··· The data ···

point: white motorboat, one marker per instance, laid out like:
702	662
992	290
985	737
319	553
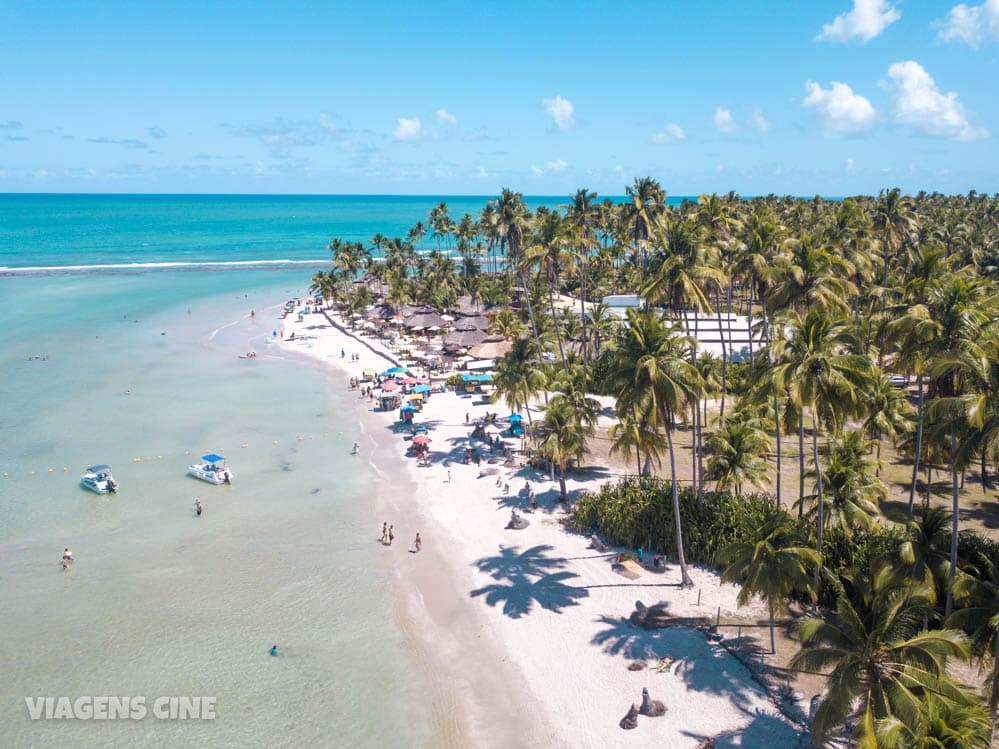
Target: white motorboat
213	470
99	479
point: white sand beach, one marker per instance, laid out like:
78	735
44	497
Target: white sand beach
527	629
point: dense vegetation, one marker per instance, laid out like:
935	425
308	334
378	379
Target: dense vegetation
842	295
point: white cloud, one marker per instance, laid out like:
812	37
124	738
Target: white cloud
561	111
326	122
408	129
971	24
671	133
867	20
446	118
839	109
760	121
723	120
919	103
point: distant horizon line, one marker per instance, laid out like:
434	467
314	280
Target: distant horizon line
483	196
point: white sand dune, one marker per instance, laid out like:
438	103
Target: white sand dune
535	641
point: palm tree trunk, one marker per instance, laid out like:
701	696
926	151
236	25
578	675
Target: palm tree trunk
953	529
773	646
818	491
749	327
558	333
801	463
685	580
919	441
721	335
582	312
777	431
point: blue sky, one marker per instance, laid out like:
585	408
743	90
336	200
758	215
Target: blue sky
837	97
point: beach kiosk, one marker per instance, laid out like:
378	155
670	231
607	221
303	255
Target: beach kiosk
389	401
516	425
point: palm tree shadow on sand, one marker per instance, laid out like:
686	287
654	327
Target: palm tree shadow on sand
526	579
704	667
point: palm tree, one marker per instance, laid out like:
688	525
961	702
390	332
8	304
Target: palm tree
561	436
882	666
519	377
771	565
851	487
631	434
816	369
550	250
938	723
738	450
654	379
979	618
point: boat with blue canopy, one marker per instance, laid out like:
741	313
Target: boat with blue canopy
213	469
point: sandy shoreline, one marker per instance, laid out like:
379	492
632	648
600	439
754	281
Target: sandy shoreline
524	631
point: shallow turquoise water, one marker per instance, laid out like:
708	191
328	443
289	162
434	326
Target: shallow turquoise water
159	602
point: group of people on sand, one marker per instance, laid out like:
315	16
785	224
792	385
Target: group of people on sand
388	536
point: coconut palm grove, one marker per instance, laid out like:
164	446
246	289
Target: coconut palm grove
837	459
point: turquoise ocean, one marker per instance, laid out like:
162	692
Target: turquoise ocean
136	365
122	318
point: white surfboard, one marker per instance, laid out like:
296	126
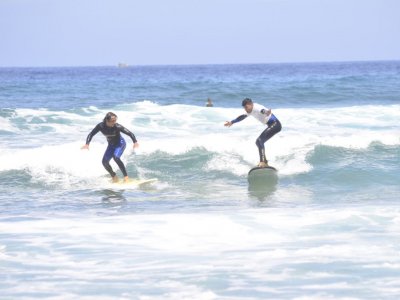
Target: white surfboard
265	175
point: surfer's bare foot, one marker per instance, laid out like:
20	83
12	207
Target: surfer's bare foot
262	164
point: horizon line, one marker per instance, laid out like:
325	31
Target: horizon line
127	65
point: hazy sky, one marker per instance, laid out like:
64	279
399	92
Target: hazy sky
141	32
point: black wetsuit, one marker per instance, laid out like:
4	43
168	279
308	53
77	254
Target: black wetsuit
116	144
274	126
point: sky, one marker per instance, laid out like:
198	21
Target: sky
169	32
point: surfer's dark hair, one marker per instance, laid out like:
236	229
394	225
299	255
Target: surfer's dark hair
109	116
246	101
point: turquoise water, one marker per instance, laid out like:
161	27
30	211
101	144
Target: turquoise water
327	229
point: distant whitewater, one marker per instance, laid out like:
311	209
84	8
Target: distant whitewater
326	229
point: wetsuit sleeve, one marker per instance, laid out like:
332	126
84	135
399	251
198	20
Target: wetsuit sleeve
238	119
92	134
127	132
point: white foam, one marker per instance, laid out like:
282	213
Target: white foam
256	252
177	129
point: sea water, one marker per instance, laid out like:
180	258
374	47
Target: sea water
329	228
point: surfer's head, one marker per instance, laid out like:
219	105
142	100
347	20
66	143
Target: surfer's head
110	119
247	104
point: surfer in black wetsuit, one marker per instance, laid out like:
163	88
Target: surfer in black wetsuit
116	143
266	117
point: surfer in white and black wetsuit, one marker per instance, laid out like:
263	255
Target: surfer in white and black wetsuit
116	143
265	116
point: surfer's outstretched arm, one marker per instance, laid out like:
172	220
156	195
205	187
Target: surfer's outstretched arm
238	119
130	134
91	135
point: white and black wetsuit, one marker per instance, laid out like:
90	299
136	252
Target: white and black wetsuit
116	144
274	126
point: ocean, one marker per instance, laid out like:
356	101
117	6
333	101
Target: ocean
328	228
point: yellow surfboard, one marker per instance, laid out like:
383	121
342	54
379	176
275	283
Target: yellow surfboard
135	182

···

● **Short task**
Convert the listing above into a Markdown table with the columns Row and Line, giving each non-blank line its own numbered row. Omit the pictures.

● **Full output**
| Row | Line |
|---|---|
| 1 | point: white motorboat, one marker per instance, laid out like: |
| 2 | 702	662 |
| 3 | 992	290 |
| 4 | 985	737 |
| 5 | 319	553 |
| 6 | Target: white motorboat |
| 7 | 213	470 |
| 8 | 99	479 |
| 9 | point: white sand beach, one marker per instance, laid out like: |
| 10 | 78	735 |
| 11 | 44	497 |
| 12 | Target: white sand beach |
| 13 | 527	629 |
| 14 | point: dense vegetation, one marker per instance, laid out like: |
| 15 | 935	425 |
| 16 | 308	334 |
| 17 | 378	379 |
| 18 | Target: dense vegetation |
| 19 | 842	295 |
| 20 | point: white cloud, one marker per instance, laid out like: |
| 21 | 812	37 |
| 22 | 124	738 |
| 23 | Target: white cloud |
| 24 | 561	111 |
| 25 | 326	122 |
| 26 | 408	129 |
| 27 | 971	24 |
| 28 | 671	133 |
| 29 | 867	20 |
| 30 | 446	118 |
| 31 | 839	109 |
| 32 | 760	121 |
| 33 | 723	120 |
| 34 | 919	103 |
| 35 | point: distant horizon line, one marker per instance, laid out like: |
| 36 | 434	467 |
| 37 | 314	280 |
| 38 | Target: distant horizon line |
| 39 | 483	196 |
| 40 | point: white sand dune, one marker per instance, laid out like: |
| 41 | 438	103 |
| 42 | Target: white sand dune |
| 43 | 535	641 |
| 44 | point: palm tree trunk, one marker per instance, laid out like: |
| 45 | 701	696 |
| 46 | 926	151 |
| 47 | 236	25 |
| 48 | 578	675 |
| 49 | Target: palm tree trunk |
| 50 | 953	529 |
| 51 | 773	646 |
| 52 | 818	491 |
| 53 | 749	327 |
| 54 | 558	333 |
| 55 | 801	463 |
| 56 | 685	580 |
| 57 | 919	441 |
| 58 | 721	335 |
| 59 | 582	312 |
| 60 | 777	431 |
| 61 | point: blue sky, one marker per instance, laid out like: |
| 62 | 585	408 |
| 63 | 743	90 |
| 64 | 336	200 |
| 65 | 758	215 |
| 66 | Target: blue sky |
| 67 | 837	97 |
| 68 | point: beach kiosk, one marker per instance, laid out like: |
| 69 | 378	155 |
| 70 | 670	231 |
| 71 | 607	221 |
| 72 | 303	255 |
| 73 | Target: beach kiosk |
| 74 | 389	401 |
| 75 | 516	425 |
| 76 | point: palm tree shadow on sand, one marker per instance, laid out like: |
| 77 | 686	287 |
| 78 | 654	327 |
| 79 | Target: palm tree shadow on sand |
| 80 | 526	579 |
| 81 | 704	667 |
| 82 | point: palm tree, one marker per instance, laid out like: |
| 83 | 688	525 |
| 84 | 961	702 |
| 85 | 390	332 |
| 86 | 8	304 |
| 87 | Target: palm tree |
| 88 | 561	436 |
| 89 | 882	666 |
| 90 | 519	377 |
| 91 | 771	565 |
| 92 | 851	487 |
| 93 | 631	434 |
| 94 | 816	369 |
| 95 | 550	250 |
| 96 | 938	723 |
| 97 | 738	450 |
| 98 | 654	379 |
| 99 | 979	618 |
| 100 | point: boat with blue canopy, one marker per instance, laid out like: |
| 101 | 741	313 |
| 102 | Target: boat with blue canopy |
| 103 | 213	469 |
| 104 | point: sandy shoreline, one marker per instance, laid out like: |
| 105 | 379	492 |
| 106 | 632	648 |
| 107 | 600	439 |
| 108 | 754	281 |
| 109 | Target: sandy shoreline |
| 110 | 524	631 |
| 111 | point: shallow turquoise water, one marker per instance, laid out like: |
| 112 | 708	191 |
| 113 | 328	443 |
| 114 | 289	162 |
| 115 | 434	326 |
| 116 | Target: shallow turquoise water |
| 117 | 159	602 |
| 118 | point: group of people on sand, one marker per instance, laid out like: |
| 119 | 315	16 |
| 120 | 785	224 |
| 121 | 792	385 |
| 122 | Target: group of people on sand |
| 123 | 388	536 |
| 124 | point: coconut palm grove, one marker per instance, laid out like: |
| 125 | 164	446 |
| 126 | 246	289 |
| 127 | Target: coconut palm grove |
| 128 | 837	459 |
| 129 | point: turquoise ocean, one marker per instance, laid out like: |
| 130 | 162	692 |
| 131 | Target: turquoise ocean |
| 132 | 136	365 |
| 133 | 122	318 |
| 134 | point: white surfboard, one marker per instance, laid out like: |
| 135 | 296	126 |
| 136 | Target: white surfboard |
| 137 | 265	175 |
| 138 | point: surfer's bare foot, one marker per instance, laid out like: |
| 139 | 20	83 |
| 140 | 12	207 |
| 141 | Target: surfer's bare foot |
| 142 | 262	164 |
| 143 | point: horizon line, one marker per instance, laid out like: |
| 144 | 325	31 |
| 145 | Target: horizon line |
| 146 | 127	65 |
| 147 | point: hazy sky, one marker per instance, laid out like: |
| 148 | 64	279 |
| 149 | 399	92 |
| 150 | Target: hazy sky |
| 151 | 141	32 |
| 152 | point: black wetsuit, one marker per instance, laid out like: |
| 153 | 4	43 |
| 154 | 168	279 |
| 155 | 308	53 |
| 156 | 77	254 |
| 157 | Target: black wetsuit |
| 158 | 116	144 |
| 159 | 274	126 |
| 160 | point: sky, one marker per instance, laid out like: |
| 161 | 198	21 |
| 162 | Target: sky |
| 163 | 169	32 |
| 164 | point: surfer's dark hair, one marker per instance, laid out like: |
| 165 | 236	229 |
| 166 | 394	225 |
| 167 | 299	255 |
| 168 | Target: surfer's dark hair |
| 169 | 109	116 |
| 170 | 246	101 |
| 171 | point: turquoise water, one marker per instance, laid out like: |
| 172 | 161	27 |
| 173 | 30	211 |
| 174 | 101	144 |
| 175 | Target: turquoise water |
| 176 | 327	229 |
| 177 | point: distant whitewater, one marker per instance, laid out like: |
| 178 | 311	209 |
| 179 | 84	8 |
| 180 | Target: distant whitewater |
| 181 | 326	229 |
| 182 | point: wetsuit sleeve, one marker per instance, laid out like: |
| 183 | 332	126 |
| 184 | 84	135 |
| 185 | 399	251 |
| 186 | 198	20 |
| 187 | Target: wetsuit sleeve |
| 188 | 238	119 |
| 189 | 92	134 |
| 190 | 127	132 |
| 191 | point: white foam, one marker per instance, laid out like: |
| 192 | 282	213 |
| 193 | Target: white foam |
| 194 | 256	252 |
| 195 | 177	129 |
| 196 | point: sea water, one marker per instance, laid out like: |
| 197 | 180	258 |
| 198 | 374	47 |
| 199 | Target: sea water |
| 200 | 329	228 |
| 201 | point: surfer's head, one marker per instance, laid out like: |
| 202 | 219	105 |
| 203 | 142	100 |
| 204 | 347	20 |
| 205 | 66	143 |
| 206 | Target: surfer's head |
| 207 | 110	119 |
| 208 | 247	104 |
| 209 | point: surfer in black wetsuit, one marker per instance, laid out like: |
| 210 | 163	88 |
| 211 | Target: surfer in black wetsuit |
| 212 | 116	143 |
| 213 | 266	117 |
| 214 | point: surfer in white and black wetsuit, one marker per instance, laid out like: |
| 215 | 263	255 |
| 216 | Target: surfer in white and black wetsuit |
| 217 | 116	143 |
| 218 | 265	116 |
| 219 | point: surfer's outstretched arm, one marker per instance, laid out like: |
| 220 | 172	220 |
| 221 | 156	195 |
| 222 | 205	187 |
| 223 | Target: surfer's outstretched arm |
| 224 | 238	119 |
| 225 | 130	134 |
| 226 | 91	135 |
| 227 | point: white and black wetsuit, one marker per instance, laid out like: |
| 228 | 90	299 |
| 229 | 136	252 |
| 230 | Target: white and black wetsuit |
| 231 | 116	144 |
| 232 | 274	126 |
| 233 | point: ocean, one marker per instance, laid out like: |
| 234 | 356	101 |
| 235 | 117	6 |
| 236 | 333	101 |
| 237 | Target: ocean |
| 238 | 328	228 |
| 239 | point: yellow surfboard, one marker per instance, laid out like: |
| 240 | 383	121 |
| 241 | 342	54 |
| 242 | 379	176 |
| 243 | 275	283 |
| 244 | Target: yellow surfboard |
| 245 | 135	182 |